Stored data entries
^^^^
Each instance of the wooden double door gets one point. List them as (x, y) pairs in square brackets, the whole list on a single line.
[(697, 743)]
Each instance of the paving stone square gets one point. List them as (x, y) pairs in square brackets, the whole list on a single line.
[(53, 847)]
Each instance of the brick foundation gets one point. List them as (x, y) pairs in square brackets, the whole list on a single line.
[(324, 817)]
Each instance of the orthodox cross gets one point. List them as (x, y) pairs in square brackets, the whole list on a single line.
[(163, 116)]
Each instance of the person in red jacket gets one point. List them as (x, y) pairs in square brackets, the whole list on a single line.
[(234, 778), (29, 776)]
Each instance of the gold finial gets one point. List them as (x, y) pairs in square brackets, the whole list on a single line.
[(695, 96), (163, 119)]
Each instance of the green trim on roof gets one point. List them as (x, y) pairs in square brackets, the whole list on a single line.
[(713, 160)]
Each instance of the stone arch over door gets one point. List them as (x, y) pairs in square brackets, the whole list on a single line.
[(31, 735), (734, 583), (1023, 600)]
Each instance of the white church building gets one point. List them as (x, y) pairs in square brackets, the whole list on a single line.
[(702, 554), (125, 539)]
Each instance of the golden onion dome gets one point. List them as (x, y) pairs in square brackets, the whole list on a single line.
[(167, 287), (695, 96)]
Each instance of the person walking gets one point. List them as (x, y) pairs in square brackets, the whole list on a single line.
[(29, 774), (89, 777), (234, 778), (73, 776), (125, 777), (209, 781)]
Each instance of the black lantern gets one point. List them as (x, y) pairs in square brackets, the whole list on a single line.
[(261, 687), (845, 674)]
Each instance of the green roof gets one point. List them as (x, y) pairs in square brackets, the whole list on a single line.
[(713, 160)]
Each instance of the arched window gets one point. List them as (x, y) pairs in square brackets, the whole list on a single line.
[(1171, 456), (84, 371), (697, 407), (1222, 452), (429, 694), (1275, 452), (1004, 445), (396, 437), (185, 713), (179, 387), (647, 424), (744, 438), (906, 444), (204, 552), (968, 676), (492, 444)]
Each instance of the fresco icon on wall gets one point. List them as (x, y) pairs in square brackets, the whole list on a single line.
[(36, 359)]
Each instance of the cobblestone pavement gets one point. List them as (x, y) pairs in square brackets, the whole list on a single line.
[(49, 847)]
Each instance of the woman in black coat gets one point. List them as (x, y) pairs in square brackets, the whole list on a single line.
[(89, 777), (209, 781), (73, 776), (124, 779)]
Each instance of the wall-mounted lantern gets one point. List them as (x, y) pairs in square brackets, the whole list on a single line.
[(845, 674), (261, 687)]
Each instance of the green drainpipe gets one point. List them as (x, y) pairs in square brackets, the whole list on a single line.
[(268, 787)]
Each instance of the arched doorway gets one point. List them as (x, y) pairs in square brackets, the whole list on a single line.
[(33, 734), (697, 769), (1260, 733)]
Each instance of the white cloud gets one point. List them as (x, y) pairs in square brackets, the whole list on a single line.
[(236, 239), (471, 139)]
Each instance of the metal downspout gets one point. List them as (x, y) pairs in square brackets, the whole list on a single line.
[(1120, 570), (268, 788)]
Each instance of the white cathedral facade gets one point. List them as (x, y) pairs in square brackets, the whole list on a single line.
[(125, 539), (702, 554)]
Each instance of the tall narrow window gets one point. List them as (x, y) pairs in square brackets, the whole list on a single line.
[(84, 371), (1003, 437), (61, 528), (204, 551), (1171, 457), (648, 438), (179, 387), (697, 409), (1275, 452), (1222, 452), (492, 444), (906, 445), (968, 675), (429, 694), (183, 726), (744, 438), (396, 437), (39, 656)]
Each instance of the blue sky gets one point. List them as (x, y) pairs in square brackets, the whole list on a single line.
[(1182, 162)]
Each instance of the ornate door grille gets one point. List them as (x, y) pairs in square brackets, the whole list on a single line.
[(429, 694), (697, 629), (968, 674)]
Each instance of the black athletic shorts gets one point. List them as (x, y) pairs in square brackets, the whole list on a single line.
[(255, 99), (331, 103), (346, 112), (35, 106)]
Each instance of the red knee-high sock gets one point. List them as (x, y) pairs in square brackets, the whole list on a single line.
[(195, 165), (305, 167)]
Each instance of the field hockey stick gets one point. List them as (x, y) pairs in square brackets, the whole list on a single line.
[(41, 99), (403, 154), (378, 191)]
^^^^
=== Set problem ===
Rewrite all of the material above with every "gets one point" changed to "receives one point", leaving everything else unchanged.

=== Response below ===
Each instance of the wooden double door receives one point. List them as (x, y) pairs in square brackets, the whole list on a single line.
[(697, 743)]
Each instance of the paving stone square receives one point. List them as (x, y) pairs in square brackets, the whole list on a single line.
[(53, 847)]
Each instance of the brick foundation receives one point. List them as (x, y) pairs in square brackets, the whole list on a single line.
[(324, 817)]
Each instance of the orthodox cross receives one point. List them as (x, y) pairs in square brackets, the whole list on a single line.
[(163, 116)]
Each instance of the person in red jacket receives one point. List them as (x, y) pairs in square brackets, the whole list on a single line.
[(234, 778), (29, 776)]
Each instance of the gold finial receives one point. List them as (x, y) pairs in square brackets, the whole list on a single line.
[(695, 96), (163, 119)]
Each instance of the green trim on roof receives one point. List them as (x, y) pairs in square brackets, the whole list on a single line.
[(713, 160)]
Each instance of the stone arch over door receives one point. List them as (x, y) pairs in square brackets, the whole list on a single line.
[(31, 735), (734, 583), (1023, 600)]
Each instance of the white church building receives one point. List them as (x, y) pairs in square brackets, the whole list on a single line.
[(702, 554), (125, 539)]
Each instance of the golden onion dome receives one point. List them as (x, y) pairs in square brackets, the whole list on a single line.
[(167, 287), (695, 96)]
Each instance of the person walking receives one point. List them as (x, y) pairs in square brackets, the whole list on a single line.
[(29, 774), (89, 777), (234, 778), (73, 776), (125, 777), (209, 781)]
Each instance of the black lantern receives one point. List them as (x, y) pairs in square brackets, the whole list on a single line.
[(261, 687), (845, 674)]
Each instance of the green roof receives one point. List them as (x, y) pairs in square brackets, the whole list on a single line.
[(713, 160)]
Each instance of the arched window receives one point. List them as (x, y) pairs in square brackets, the whole list on a single line.
[(1171, 456), (84, 371), (697, 407), (1222, 452), (429, 694), (1275, 452), (1004, 445), (396, 437), (185, 713), (179, 387), (647, 424), (744, 438), (906, 444), (204, 552), (968, 676), (492, 444)]
Each instance of the fresco icon on wall receives one point. List them as (x, y) pairs in square brackets, the whole list on a single line.
[(36, 359)]
Each instance of the cobblestone pavement receives one point. List them as (x, y) pairs in square brackets, the whole list on a single line.
[(49, 847)]
Each instance of the woman in black coat receives one point. List them as (x, y) pairs in square brackets, the whole list on a single line.
[(89, 777), (209, 781), (73, 776), (124, 779)]
Each instance of the wall-mounted lantern receives one point. List them as (x, y) pairs in square brackets, the whole list on a single line.
[(845, 674), (261, 687)]
Each instance of the green drainpipe receives one point. List them as (x, y) pairs in square brackets, the whole list on a single line.
[(268, 787)]
Each instance of the arched doorway receives one point. List them as (x, y) pairs in square brackets, the whole list on a single line.
[(33, 734), (697, 769), (1260, 733)]
Each instance of the white cloud receives one point. List them as (x, y) pairs in square brackets, the whole list on a single line.
[(236, 239), (471, 139)]
Each instance of the metal downspout receives one point. List them as (x, y) pairs in square brackets, the whole list on a single line.
[(1120, 570), (268, 788)]
Each instance of the white cathedral facade receives one point. List them as (x, y) pairs in square brackets, the whole list on a single line.
[(125, 539), (702, 554)]
Each instance of the tall narrow window receives one point. List them as (x, y) pairs in square brackets, the whole list on a single line.
[(84, 371), (1003, 437), (61, 528), (204, 551), (1171, 457), (648, 438), (179, 387), (697, 409), (1275, 452), (1222, 452), (492, 444), (906, 445), (968, 675), (429, 694), (183, 726), (744, 438), (396, 437), (39, 656)]
Each instance of the blue sky receives one point. List them as (x, y) pairs in square brackets, the whole list on a single line.
[(1182, 162)]
Each instance of the ornate door grille receives one point. List them as (x, y) pairs in square brackets, the whole list on a single line.
[(429, 694), (697, 629), (968, 674)]
Each instance of the black athletic shorts receives one point. List them as (x, y) pairs in square brackets, the whole list on a single line.
[(255, 99), (331, 103), (346, 112), (35, 106)]
Each instance of the red knee-high sock receives one point. List them as (x, y) pairs in square brackets, the whole list on a single line.
[(195, 165), (305, 167)]
Each instance of the field hockey stick receives one point. List them as (x, y) pairs in square brackets, the whole list on a single line.
[(41, 99), (403, 154), (378, 191)]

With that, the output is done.